## STATED PROBLEM
Update the part of the data that opens with the line containing "of the birch" and closes with the last line of the data, changing "Put a marker there" to "Place a marker there" and keeping everything else the same. Omit the pictures from your response.

## DATA FOR THIS TASK

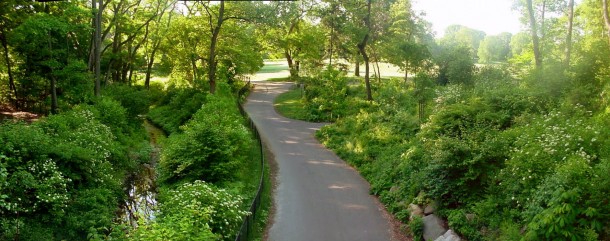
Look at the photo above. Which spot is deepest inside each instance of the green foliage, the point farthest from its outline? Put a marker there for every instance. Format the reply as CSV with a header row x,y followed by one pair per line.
x,y
455,64
328,96
416,226
194,211
58,175
135,99
176,108
43,44
290,104
211,147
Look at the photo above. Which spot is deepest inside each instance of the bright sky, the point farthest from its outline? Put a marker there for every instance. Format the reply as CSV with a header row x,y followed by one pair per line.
x,y
491,16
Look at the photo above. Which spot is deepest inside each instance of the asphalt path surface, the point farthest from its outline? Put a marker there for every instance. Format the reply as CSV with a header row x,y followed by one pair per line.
x,y
318,196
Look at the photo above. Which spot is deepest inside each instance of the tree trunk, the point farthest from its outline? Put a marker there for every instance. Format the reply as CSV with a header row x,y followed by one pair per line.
x,y
378,70
53,95
11,80
149,65
194,67
212,58
406,72
534,32
357,67
606,17
291,65
98,47
362,49
569,37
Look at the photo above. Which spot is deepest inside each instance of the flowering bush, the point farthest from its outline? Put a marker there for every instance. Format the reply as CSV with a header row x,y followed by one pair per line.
x,y
213,145
195,211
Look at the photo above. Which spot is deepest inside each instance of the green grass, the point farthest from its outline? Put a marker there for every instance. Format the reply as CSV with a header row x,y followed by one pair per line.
x,y
280,79
262,215
272,67
290,105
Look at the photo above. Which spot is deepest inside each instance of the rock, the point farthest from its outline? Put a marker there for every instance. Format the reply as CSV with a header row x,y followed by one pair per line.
x,y
415,210
449,236
433,227
430,209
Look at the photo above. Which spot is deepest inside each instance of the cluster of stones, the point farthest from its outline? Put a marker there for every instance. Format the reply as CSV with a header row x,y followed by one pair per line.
x,y
434,227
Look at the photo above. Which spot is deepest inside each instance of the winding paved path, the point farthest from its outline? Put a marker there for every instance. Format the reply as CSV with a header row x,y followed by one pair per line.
x,y
318,196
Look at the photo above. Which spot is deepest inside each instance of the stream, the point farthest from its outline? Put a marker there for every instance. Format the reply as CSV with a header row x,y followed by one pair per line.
x,y
142,189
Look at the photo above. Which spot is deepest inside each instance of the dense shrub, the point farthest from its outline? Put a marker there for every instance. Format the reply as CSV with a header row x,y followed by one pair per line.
x,y
176,108
195,211
212,146
505,160
329,96
59,177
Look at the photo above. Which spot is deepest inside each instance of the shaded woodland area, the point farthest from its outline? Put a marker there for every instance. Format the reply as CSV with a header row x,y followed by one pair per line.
x,y
505,134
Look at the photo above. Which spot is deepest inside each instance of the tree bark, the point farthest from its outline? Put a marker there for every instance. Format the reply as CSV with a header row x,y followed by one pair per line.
x,y
149,65
357,67
288,57
98,47
534,32
362,49
212,58
569,37
406,72
606,17
9,68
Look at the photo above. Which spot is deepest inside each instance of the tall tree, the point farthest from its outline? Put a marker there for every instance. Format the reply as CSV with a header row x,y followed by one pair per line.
x,y
405,44
606,17
569,35
362,49
534,33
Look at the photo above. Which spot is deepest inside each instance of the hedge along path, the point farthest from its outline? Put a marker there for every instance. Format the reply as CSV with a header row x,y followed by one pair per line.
x,y
318,196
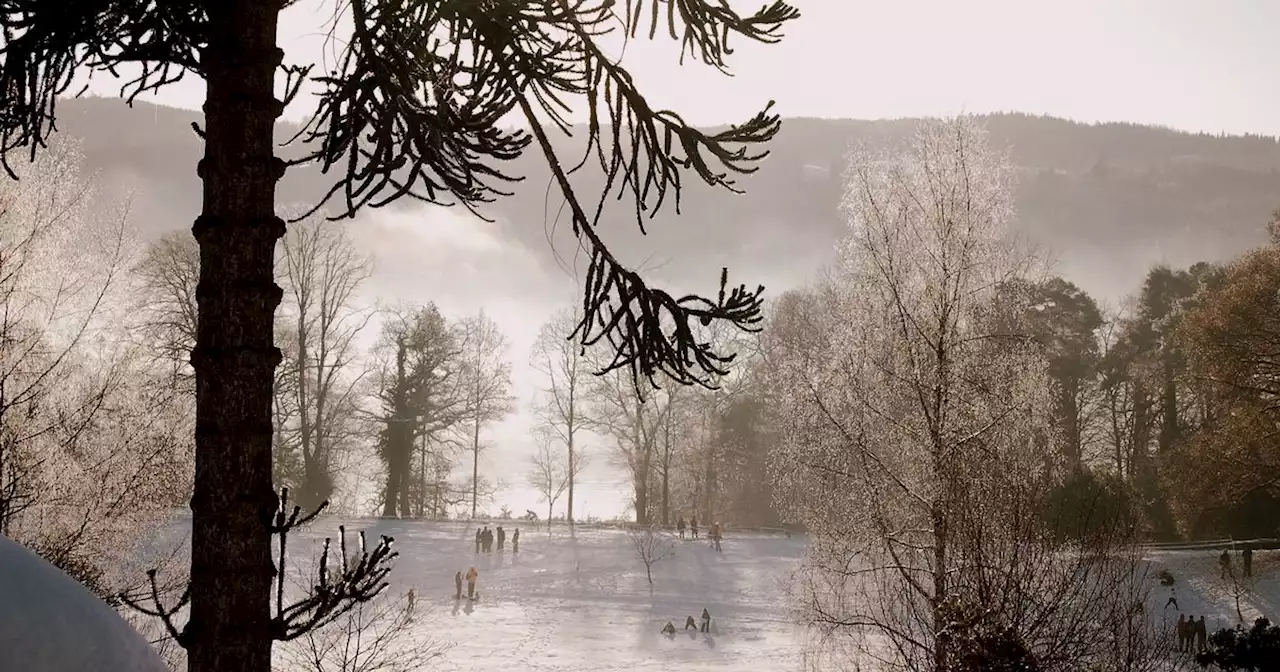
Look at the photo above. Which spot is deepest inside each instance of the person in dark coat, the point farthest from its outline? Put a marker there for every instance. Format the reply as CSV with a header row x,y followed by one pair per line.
x,y
471,583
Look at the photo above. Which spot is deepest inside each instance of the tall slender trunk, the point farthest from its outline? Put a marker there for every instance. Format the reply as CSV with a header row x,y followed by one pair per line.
x,y
568,433
305,435
941,534
475,442
234,355
666,472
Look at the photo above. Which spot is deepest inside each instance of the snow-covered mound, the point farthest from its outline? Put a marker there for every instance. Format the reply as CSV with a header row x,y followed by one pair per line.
x,y
581,602
49,622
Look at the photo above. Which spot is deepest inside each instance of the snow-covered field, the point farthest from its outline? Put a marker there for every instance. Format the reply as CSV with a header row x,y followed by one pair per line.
x,y
581,602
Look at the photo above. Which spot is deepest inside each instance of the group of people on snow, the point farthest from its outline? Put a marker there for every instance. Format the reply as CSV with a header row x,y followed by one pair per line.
x,y
1192,634
670,629
717,531
485,538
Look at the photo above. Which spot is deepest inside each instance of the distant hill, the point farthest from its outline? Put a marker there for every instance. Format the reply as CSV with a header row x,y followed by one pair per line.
x,y
1110,199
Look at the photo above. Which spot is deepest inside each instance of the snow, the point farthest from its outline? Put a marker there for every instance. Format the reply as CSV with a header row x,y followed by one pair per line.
x,y
577,603
566,602
581,602
51,622
1201,592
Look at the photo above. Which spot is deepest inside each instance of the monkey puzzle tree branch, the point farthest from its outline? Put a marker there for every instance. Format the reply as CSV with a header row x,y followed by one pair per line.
x,y
414,108
329,597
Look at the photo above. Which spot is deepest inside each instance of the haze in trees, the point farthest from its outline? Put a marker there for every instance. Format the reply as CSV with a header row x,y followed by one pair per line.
x,y
562,405
371,119
917,424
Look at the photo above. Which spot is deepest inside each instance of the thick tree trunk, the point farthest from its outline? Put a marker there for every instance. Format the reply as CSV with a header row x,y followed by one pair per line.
x,y
234,355
475,466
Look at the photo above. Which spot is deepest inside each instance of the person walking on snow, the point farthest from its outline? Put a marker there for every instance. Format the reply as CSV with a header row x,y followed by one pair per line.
x,y
471,583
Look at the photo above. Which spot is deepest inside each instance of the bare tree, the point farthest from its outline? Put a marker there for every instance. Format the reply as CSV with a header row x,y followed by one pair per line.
x,y
168,274
487,373
918,426
561,405
652,545
551,472
387,122
632,415
375,636
421,397
323,274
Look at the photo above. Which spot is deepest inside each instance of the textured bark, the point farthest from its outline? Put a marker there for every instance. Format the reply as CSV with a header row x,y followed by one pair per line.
x,y
234,355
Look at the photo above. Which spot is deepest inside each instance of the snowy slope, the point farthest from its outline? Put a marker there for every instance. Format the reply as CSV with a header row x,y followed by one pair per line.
x,y
1201,590
580,603
51,624
583,603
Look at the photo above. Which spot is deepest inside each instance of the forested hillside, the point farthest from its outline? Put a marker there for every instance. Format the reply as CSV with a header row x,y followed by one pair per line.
x,y
1107,199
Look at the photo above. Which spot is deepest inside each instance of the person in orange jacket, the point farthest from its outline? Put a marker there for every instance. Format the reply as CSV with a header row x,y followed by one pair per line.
x,y
471,583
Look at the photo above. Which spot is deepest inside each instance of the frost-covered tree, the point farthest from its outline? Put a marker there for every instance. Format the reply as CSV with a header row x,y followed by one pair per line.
x,y
561,406
323,274
417,103
918,419
485,379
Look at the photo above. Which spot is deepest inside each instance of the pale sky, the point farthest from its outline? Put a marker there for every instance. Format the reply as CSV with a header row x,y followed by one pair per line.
x,y
1188,64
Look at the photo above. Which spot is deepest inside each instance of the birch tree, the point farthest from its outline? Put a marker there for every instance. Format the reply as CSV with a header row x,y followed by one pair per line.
x,y
383,127
549,472
632,414
421,396
487,382
918,424
167,274
323,277
561,406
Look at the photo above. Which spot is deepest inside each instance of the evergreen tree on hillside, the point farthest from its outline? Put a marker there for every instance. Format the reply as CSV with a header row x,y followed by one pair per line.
x,y
411,109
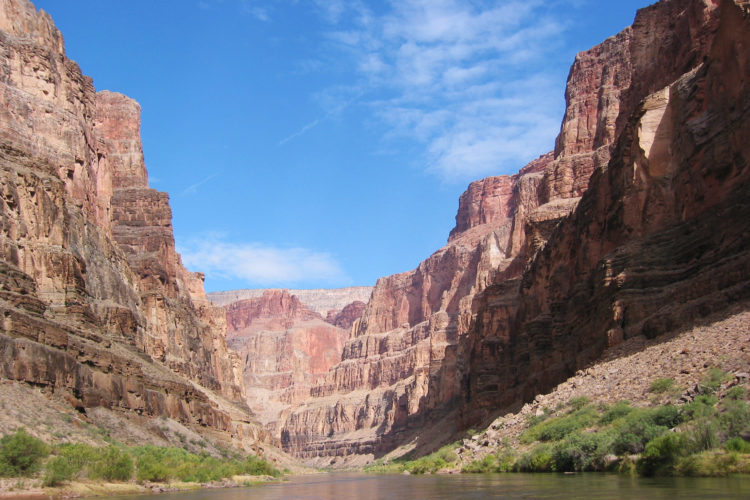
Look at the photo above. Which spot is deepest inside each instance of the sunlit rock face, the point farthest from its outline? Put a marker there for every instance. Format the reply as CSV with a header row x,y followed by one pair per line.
x,y
508,306
95,301
285,348
660,236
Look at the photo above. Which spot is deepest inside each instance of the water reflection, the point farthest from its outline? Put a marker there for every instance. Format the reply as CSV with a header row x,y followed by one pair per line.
x,y
509,486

## SOLUTION
Look at the photo above. Which spot is deepest inside each instance of the birch tree, the point farthest from its outline? Place a marker there for every instance. Format the reply as CSV with a header row x,y followed by one pair per line.
x,y
383,127
549,472
632,414
421,396
487,382
918,424
167,274
323,277
561,406
Look at the photo above. Which spot is deepest inside each instance of the evergreen tree on hillside, the point farthest from its outline? Place a marker there for every instance. Format the reply as CSV with a header row x,y followed by one pair per line.
x,y
411,109
Look at the photo above. Which spot is deepest inside each instance of the sunlit rock face, the point farthest from its outline? Place a marker there for every instance. Format the reply as CSV with a header row x,y followed by one pair per line.
x,y
508,306
95,301
285,348
660,236
Look at the photo above. Which spot is deepest inside each instance of the water reflection, the point farthest from its outline? Place a marker there for every instance. Format the reply as CSV with a header row x,y followed by one pair per line.
x,y
509,486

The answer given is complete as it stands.